:: DATA SECTION ::

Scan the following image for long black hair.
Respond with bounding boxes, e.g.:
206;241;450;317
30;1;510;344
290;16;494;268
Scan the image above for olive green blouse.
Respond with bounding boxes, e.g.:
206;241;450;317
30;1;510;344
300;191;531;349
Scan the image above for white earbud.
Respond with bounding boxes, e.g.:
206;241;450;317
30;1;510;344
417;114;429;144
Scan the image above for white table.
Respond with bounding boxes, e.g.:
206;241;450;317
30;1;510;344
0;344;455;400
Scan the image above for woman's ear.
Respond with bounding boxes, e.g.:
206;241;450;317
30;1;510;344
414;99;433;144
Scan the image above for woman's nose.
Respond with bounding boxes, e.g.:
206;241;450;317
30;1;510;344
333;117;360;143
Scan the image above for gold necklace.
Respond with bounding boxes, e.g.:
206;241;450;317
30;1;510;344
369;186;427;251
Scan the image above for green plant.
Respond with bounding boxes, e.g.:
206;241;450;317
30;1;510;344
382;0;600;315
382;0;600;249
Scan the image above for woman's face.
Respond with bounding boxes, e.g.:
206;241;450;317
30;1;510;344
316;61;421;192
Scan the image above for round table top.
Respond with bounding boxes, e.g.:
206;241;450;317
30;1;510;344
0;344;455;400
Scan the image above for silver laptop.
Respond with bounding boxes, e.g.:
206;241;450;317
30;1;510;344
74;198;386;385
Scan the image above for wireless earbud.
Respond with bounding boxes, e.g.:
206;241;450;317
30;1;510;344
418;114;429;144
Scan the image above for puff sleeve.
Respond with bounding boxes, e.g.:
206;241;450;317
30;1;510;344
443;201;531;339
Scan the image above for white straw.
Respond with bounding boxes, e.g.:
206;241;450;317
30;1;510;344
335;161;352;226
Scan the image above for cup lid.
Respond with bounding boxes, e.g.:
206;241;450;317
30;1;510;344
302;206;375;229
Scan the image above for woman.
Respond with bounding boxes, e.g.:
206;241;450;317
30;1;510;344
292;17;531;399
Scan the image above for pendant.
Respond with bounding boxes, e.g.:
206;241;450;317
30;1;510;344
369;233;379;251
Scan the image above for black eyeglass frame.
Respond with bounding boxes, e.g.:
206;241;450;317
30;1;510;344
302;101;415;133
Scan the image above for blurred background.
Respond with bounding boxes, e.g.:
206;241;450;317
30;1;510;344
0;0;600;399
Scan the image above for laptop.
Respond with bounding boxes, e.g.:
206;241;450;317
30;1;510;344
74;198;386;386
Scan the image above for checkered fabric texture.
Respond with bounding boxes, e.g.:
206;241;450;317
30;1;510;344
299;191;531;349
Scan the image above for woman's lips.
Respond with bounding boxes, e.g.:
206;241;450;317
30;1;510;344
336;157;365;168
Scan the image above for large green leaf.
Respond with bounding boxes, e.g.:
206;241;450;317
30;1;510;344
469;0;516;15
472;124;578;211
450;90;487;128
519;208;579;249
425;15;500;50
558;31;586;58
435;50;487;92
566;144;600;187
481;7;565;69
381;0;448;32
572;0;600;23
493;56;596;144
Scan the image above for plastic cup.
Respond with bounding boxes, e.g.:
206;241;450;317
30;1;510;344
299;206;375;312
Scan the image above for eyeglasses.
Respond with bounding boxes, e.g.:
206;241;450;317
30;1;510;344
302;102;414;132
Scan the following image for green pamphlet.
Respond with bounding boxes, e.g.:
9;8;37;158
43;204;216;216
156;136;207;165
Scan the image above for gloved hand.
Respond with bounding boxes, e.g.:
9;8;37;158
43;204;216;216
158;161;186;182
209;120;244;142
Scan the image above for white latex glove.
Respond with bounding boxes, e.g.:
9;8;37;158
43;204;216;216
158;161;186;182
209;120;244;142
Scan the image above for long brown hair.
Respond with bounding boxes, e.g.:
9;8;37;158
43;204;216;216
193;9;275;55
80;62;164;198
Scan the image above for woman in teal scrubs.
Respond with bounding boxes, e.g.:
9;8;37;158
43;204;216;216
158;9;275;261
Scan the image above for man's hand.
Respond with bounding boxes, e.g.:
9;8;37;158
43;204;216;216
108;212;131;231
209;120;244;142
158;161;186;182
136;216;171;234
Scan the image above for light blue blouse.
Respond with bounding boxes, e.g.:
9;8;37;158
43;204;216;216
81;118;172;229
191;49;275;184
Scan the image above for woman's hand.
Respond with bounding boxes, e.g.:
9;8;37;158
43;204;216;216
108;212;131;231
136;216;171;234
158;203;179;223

:::

▸ **WORK REQUIRED**
Reproduce all of the items, substituting "Reply" for every occurrence of "Respond" and leaving everything else unchanged.

▸ **RESULT OF THE TASK**
Scan the following image for long black hair.
Reply with bounding boxes, e.g.:
206;241;450;317
30;1;510;344
290;16;494;268
Scan the image above for olive green blouse.
Reply with bounding boxes, e.g.:
206;241;450;317
30;1;510;344
300;191;531;349
Scan the image above for white earbud.
Reply with bounding boxes, e.g.:
206;241;450;317
30;1;510;344
417;114;429;144
Scan the image above for white table.
Reply with bounding boxes, e.g.:
206;241;450;317
30;1;510;344
0;344;455;400
Scan the image above for woman's ear.
Reply with bounding boxes, e.g.:
206;241;450;317
30;1;510;344
414;99;433;144
Scan the image above for woman's nose.
Reply with bounding boxes, e.g.:
206;241;450;317
30;1;510;344
333;117;360;143
Scan the image above for gold necklace.
Reply with bounding boxes, e.g.:
206;241;450;317
30;1;510;344
369;186;427;251
Scan the image above for green plant.
Reply with bounding boxes, e.g.:
206;241;450;317
30;1;510;344
382;0;600;315
382;0;600;249
Scan the image above for woman's face.
Reply with bounding boxes, e.g.:
206;241;450;317
30;1;510;344
316;61;421;192
Scan the image above for round table top.
Reply with bounding boxes, e.g.:
206;241;450;317
30;1;510;344
0;344;455;400
Scan the image above for silver laptop.
Reply with bounding boxes, e.g.:
206;241;450;317
30;1;510;344
74;198;386;385
Scan the image above for wireless earbud.
Reply with bounding boxes, e.g.:
206;241;450;317
30;1;510;344
418;114;429;144
Scan the image above for puff sleeve.
Reply with bounding boxes, e.g.:
206;241;450;317
30;1;510;344
443;201;531;339
Scan the image above for white straw.
Reply with bounding boxes, e.g.:
206;241;450;317
30;1;510;344
335;161;352;226
Scan the image above for cup lid.
Reply with bounding boxes, e.g.:
206;241;450;317
30;1;510;344
302;206;375;229
Scan the image above for woman.
Reply with bounding boxes, e.g.:
206;241;450;317
30;1;510;344
292;17;531;399
Scan the image above for pendant.
Reply with bounding boxes, e.g.:
206;241;450;317
30;1;510;344
369;233;379;251
Scan the image above for black eyeglass frame.
Reply with bounding boxes, e.g.:
206;241;450;317
30;1;510;344
302;101;415;133
Scan the image above for blurred background.
Reply with bounding boxes, e.g.:
206;241;450;317
30;1;510;344
0;0;600;399
Scan the image above for laptop.
Reply with bounding boxes, e.g.:
206;241;450;317
30;1;510;344
74;198;386;386
Scan the image above for checkered fabric texture.
Reply with bounding boxes, e.g.:
206;241;450;317
30;1;510;344
299;191;531;349
Scan the image above for woman's lips.
Reply with bounding boxes, e.g.:
206;241;450;317
30;1;510;344
336;157;365;168
Scan the image above for large green leaf.
Reply with bounding boxes, e.g.:
206;241;450;317
30;1;510;344
469;0;516;15
472;124;578;211
450;90;487;128
519;208;579;249
425;15;500;50
558;31;586;58
435;50;487;92
566;144;600;187
481;7;565;69
381;0;448;32
572;0;600;23
493;56;596;144
Scan the image above for plastic cup.
Reply with bounding boxes, e.g.:
206;241;450;317
30;1;510;344
299;206;375;312
Scan the image above for eyeglasses.
Reply with bounding boxes, e.g.:
206;241;450;317
30;1;510;344
302;102;414;132
Scan the following image for green pamphlet.
Reply with bounding boxes, e.g.:
9;8;37;158
43;204;216;216
156;136;207;165
Scan the image above for gloved hand.
Reply with bounding boxes, e.g.:
9;8;37;158
43;204;216;216
158;161;186;182
209;120;244;142
Scan the image above for white latex glove.
Reply with bounding boxes, e.g.:
9;8;37;158
43;204;216;216
158;161;186;182
209;120;244;142
Scan the image above for long brown hair.
Reply with bounding boxes, e.g.:
9;8;37;158
43;204;216;216
193;9;275;55
80;62;164;198
Scan the image above for woman in teal scrubs.
Reply with bounding boxes, e.g.:
9;8;37;158
43;204;216;216
158;9;275;261
Scan the image above for man's hand.
Reply with bounding boxes, e.g.:
9;8;37;158
43;204;216;216
108;212;131;231
209;120;244;142
158;161;186;182
136;216;171;234
Scan the image above for light blue blouse.
Reply with bounding boxes, e.g.:
9;8;37;158
43;204;216;216
81;118;172;229
191;49;275;184
Scan the image above for woman's hand.
Reply with bounding boxes, e.g.:
9;8;37;158
43;204;216;216
108;212;131;231
136;216;171;234
158;203;179;223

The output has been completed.